SET PROBLEM =>
Give a verbatim repeat of the lines that run from the line containing "the orchid, then" to the end of the data below.

++++ RECORDED DATA ++++

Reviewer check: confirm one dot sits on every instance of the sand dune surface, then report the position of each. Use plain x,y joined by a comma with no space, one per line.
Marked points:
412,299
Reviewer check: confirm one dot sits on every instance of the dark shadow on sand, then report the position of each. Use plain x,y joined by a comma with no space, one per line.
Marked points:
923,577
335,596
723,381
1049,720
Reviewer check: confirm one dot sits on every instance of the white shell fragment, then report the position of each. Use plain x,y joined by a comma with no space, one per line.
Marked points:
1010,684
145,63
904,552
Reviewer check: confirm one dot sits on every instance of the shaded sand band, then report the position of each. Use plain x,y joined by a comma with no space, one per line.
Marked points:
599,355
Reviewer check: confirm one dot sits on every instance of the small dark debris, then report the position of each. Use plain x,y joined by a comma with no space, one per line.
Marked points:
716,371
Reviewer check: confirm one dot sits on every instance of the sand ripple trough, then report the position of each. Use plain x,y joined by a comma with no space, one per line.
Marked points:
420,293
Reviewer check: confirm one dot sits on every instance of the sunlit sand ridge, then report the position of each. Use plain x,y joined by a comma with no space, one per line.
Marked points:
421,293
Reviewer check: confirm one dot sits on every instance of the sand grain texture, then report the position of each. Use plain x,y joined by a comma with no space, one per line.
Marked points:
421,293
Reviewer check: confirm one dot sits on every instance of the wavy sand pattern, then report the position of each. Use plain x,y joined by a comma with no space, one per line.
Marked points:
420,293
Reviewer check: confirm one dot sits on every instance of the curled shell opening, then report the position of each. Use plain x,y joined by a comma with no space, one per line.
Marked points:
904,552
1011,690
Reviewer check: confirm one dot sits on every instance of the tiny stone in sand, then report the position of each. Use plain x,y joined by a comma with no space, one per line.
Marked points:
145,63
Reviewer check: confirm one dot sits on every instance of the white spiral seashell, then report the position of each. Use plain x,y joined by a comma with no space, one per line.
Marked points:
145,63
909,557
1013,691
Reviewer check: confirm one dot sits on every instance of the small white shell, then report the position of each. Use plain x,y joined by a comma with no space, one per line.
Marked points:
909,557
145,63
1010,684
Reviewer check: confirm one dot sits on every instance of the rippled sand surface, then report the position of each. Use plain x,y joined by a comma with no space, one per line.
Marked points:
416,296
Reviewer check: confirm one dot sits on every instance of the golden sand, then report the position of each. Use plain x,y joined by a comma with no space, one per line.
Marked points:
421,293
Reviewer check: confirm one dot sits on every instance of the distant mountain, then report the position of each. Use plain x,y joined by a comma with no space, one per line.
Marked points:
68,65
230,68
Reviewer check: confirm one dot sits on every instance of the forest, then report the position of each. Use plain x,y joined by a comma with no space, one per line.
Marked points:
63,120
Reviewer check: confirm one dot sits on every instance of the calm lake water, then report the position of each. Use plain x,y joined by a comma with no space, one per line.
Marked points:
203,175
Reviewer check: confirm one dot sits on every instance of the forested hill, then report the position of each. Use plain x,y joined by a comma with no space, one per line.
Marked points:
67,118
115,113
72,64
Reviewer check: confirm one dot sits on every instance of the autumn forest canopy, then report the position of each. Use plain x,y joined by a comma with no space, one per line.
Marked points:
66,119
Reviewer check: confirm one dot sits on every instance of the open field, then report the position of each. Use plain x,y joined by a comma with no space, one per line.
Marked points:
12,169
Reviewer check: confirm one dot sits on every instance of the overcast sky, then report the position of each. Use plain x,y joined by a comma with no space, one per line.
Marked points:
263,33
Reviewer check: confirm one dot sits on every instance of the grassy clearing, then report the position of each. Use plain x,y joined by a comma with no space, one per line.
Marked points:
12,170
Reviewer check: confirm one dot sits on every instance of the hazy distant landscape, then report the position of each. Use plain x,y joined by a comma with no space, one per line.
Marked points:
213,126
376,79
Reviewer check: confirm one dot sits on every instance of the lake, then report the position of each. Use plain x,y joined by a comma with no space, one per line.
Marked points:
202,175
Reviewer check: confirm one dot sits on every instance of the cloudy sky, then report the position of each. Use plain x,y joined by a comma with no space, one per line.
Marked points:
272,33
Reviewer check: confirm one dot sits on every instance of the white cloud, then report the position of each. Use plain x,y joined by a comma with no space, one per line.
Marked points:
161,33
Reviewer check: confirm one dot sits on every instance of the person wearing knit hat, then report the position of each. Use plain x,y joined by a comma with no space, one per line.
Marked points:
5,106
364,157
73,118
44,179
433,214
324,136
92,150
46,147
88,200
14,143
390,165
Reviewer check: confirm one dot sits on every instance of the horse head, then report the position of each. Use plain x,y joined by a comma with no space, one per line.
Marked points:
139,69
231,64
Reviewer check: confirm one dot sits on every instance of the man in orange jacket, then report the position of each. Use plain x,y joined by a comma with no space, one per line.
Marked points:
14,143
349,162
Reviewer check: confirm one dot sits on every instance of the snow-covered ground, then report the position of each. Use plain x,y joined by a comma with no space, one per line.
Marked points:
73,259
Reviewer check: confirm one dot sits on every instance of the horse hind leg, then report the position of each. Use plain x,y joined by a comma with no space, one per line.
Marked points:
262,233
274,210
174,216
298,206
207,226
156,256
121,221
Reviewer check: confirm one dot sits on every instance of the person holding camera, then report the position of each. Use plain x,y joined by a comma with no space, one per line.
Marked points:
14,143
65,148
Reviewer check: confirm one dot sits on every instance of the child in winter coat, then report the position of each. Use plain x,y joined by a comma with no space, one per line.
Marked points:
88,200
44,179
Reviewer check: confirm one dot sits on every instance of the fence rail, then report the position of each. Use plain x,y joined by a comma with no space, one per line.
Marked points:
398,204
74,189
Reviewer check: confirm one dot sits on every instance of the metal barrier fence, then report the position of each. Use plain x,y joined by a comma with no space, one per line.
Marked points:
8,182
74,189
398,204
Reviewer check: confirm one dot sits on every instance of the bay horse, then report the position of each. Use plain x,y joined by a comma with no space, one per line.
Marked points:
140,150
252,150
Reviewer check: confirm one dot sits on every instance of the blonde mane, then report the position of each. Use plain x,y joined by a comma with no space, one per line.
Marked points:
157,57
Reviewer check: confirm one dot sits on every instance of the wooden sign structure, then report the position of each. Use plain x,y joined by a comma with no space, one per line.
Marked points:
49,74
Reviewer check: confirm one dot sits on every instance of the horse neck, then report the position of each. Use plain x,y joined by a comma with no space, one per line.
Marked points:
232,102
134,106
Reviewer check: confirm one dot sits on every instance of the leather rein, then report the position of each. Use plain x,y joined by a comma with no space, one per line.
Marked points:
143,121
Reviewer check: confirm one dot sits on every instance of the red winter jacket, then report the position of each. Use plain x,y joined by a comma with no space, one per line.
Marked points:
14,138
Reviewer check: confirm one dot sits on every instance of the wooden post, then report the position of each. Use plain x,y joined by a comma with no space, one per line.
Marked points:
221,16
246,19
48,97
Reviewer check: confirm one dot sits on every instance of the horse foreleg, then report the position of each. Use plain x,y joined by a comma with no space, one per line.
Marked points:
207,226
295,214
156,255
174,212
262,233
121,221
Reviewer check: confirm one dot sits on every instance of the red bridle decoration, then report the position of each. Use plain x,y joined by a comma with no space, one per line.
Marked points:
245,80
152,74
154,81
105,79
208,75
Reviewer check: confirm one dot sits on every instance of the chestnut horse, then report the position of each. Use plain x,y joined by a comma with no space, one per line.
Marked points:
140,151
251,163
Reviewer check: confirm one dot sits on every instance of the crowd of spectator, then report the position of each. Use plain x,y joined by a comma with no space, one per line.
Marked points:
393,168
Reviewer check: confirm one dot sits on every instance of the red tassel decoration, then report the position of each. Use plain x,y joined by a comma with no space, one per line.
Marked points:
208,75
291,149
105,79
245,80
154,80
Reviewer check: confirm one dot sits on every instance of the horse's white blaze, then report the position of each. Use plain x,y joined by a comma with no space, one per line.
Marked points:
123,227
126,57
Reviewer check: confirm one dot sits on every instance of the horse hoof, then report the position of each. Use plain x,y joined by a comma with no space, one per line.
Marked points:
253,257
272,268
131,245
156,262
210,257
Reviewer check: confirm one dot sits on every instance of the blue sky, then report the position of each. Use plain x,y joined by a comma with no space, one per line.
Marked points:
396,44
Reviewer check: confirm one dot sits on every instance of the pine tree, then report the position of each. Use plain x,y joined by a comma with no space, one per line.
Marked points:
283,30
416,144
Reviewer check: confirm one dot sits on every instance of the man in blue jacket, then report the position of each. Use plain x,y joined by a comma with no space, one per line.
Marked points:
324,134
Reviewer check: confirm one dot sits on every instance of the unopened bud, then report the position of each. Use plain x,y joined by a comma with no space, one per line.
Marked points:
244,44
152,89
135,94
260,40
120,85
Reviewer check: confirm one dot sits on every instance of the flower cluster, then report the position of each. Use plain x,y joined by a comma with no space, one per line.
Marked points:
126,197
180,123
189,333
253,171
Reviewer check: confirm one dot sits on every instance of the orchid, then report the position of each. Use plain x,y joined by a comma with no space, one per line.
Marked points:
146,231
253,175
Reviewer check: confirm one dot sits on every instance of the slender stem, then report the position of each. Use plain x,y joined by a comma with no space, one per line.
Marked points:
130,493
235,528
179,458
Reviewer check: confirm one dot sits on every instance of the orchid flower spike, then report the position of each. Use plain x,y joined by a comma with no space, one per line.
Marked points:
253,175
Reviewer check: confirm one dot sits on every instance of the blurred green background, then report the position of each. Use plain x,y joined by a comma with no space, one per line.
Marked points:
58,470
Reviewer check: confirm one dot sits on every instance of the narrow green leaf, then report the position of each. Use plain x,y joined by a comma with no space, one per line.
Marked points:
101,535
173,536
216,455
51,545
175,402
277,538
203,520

++++

PROBLEM SOLUTION =>
Reviewer check: confirm one dot sits on every instance of the orchid, then report the position of each. Use plain x,y joined by a comma with no space, one per line.
Marked points:
146,231
253,175
Reviewer check: confirm one dot sits on every instance of the slender stem, then report the position of each. Use plain x,y joined by a comma with no space, one per line.
Marked points:
130,493
235,528
179,458
Reviewer check: confirm one dot sits on every instance of the orchid flower spike, then report the position of each. Use plain x,y joined by a comma with no space, one per line.
Marked points:
253,175
Reviewer check: confirm one dot sits on every instance of the blurred green background, then report the position of each. Use plain x,y joined by a comma with no space, one per line.
Marked points:
58,470
Reviewer check: confirm one dot sits on every instance of the narrow green leaf, then report the position of each. Use plain x,y joined by a comma with no space, one per line.
Marked points:
101,535
173,536
216,455
51,545
175,402
277,538
203,520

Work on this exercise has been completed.